# Texte de la page:

Un des intérêts de cette Convention est surtout ses répercussions dans les années qui suivent. En effet, le simple fait que la Convention existe a produit un fort effet d’entraînement sur les pays ayant choisi de continuer à utiliser le phosphore blanc, avec une pression qui est à la fois morale et économique, le marché mondial des allumettes au phosphore blanc devenant de plus en plus restreint à mesure des ratifications. Et celles-ci ont été nombreuses, au delà des signataires originels : la convention est ratifiée par le Royaume-Uni qui change de position dès 1908, par l’Espagne en 1909 et la Norvège en 1914. La Convention est aussi rejointe par les empires coloniaux des États signataires (colonies britanniques entre 1909 et 1911, néerlandaises en 1910, françaises en 1911). Elle donne également lieu à de fortes mobilisations aux États-Unis entre 1910 et 1912, grâce à l’implication de la branche américaine de l’AIPLT.
Après la Première Guerre Mondiale et la mise en place de l’Organisation Internationale du Travail, la Convention de Berne de 1906 est adoptée sans grand débat par la plupart des États européens et asiatiques.
Conclusion : Quelques éléments pour enrichir les luttes sociales contemporaines.
1) La Convention de Berne de 1906 montre une autre manière de faire des conventions internationales, par rapport à la plupart de celles qui ont été adoptées depuis. Plutôt que de trouver le consensus mou le plus large possible mais contenant tellement de dérogations que l’accord est sans effet, il est en effet possible de se mettre d’accord entre un petit groupe de pays sur des principes forts et contraignants, et d’élargir ensuite l’accord à d’autres pays. Cela pourrait être particulièrement intéressant à essayer au niveau européen, pour éviter les blocages notamment en droit social et de l’environnement.
2) Il est possible et nécessaire de lutter contre les poisons industriels, même si c’est difficile. Les luttes antérieures, comme celle contre le phosphore blanc, peuvent aider, montrer des formes de mobilisation qui fonctionnent (visibiliser la maladie auprès du grand public ; construire des alliances entre groupes d’acteurices...). Cette mobilisation historique, comme d’autres (plomb, amiante…), peuvent aussi aider à déconstruire les discours lénifiants ou de déni de la part des industriels et des pouvoirs publics sur le danger posé par les poisons industriels sur les travailleurs et travailleuses comme sur les populations riveraines des usines. C’est nécessaire pour renforcer les mobilisations actuelles, par exemple contre les pesticides ou les polluants éternels.

# Données de pointage sur images:
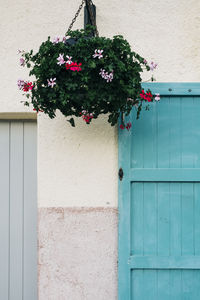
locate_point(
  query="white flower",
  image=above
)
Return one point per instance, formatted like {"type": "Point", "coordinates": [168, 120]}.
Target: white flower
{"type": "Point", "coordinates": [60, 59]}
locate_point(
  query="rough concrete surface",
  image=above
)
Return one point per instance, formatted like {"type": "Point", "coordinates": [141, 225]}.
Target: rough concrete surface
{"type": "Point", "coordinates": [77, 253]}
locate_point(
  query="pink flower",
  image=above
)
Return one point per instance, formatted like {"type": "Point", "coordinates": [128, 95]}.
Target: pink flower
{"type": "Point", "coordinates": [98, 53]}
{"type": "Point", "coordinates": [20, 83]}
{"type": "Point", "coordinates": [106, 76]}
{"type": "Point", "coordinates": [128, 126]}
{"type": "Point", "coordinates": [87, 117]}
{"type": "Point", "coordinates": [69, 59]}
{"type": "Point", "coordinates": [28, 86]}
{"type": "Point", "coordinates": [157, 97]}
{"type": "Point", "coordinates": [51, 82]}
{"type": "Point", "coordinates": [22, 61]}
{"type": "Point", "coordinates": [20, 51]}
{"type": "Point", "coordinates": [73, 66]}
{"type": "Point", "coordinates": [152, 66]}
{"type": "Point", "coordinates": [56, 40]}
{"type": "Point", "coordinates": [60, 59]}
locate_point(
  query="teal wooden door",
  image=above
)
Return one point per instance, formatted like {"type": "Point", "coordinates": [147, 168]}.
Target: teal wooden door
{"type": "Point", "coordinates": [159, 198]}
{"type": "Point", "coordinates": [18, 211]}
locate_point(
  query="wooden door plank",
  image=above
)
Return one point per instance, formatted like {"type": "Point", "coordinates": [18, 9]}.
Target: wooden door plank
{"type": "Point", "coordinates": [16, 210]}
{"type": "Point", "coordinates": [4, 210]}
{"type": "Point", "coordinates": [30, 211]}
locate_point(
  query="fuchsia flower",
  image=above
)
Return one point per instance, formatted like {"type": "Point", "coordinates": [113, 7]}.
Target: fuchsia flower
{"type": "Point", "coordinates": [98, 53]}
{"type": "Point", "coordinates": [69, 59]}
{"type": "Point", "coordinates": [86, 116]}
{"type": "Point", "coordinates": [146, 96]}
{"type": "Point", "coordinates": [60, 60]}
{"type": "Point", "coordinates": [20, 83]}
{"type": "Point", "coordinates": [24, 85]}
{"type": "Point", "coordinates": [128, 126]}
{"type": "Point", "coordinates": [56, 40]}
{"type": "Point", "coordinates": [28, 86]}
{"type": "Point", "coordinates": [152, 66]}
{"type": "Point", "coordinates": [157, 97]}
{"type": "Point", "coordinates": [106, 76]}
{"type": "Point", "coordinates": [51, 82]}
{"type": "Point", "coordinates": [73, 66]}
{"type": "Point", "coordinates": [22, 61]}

# Consigne 1:
Extrayez du texte sur la Convention de Berne le passage qui va de « Après la Première » jusqu'à « européens et asiatiques. » inclus.
# Consigne 2:
Traduisez en anglais cette phrase du texte sur la Convention de Berne : « Un des intérêts de cette Convention est surtout ses répercussions dans les années qui suivent. »
# Consigne 3:
Donnez la suite du texte sur la Convention de Berne après sa dernière phrase, s'il vous plaît.

# Réponse 1:
Après la Première Guerre Mondiale et la mise en place de l’Organisation Internationale du Travail, la Convention de Berne de 1906 est adoptée sans grand débat par la plupart des États européens et asiatiques.

# Réponse 2:
One of the main points of interest of this Convention lies above all in its repercussions in the years that followed.

# Réponse 3:
3) Les luttes sociales, et notamment les grèves, peuvent conduire à des changements forts pour l’ensemble de la société. Les avancées obtenues par les allumettières et les allumettiers sur l’indemnisation des maladies professionnelles ont ainsi été précurseures aux lois sur les accidents du travail et sur les maladies professionnelles. Même si les grévistes bénéficiaient sans doute de circonstances relativement avantageuses que j’aurai probablement l’occasion de détailler dans de futurs billets (forte médiatisation par une presse alliée, visibilité de la maladie, spécificités du monopole public, etc.), on peut insister ici sur l’importance de créer des récits et des imaginaires désirables, en conjonction avec un rapport de force qu’il ne faut pas hésiter à construire.
Merci pour votre lecture !
1Les statistiques médicales de l’époque ne sont pas du tout fiables ni complètes, mais certains médecins estiment à l’époque que la nécrose toucherait quelques pourcents des ouvrières et ouvriers tous les ans, avec un taux de mortalité estimé entre 25 % et 50 % des cas.
2Pour en savoir plus sur l’histoire du monopole des allumettes : SMITH Paul, « L’ancienne manufacture d’allumettes d’Aubervilliers », In Situ [En ligne] 26, 2015.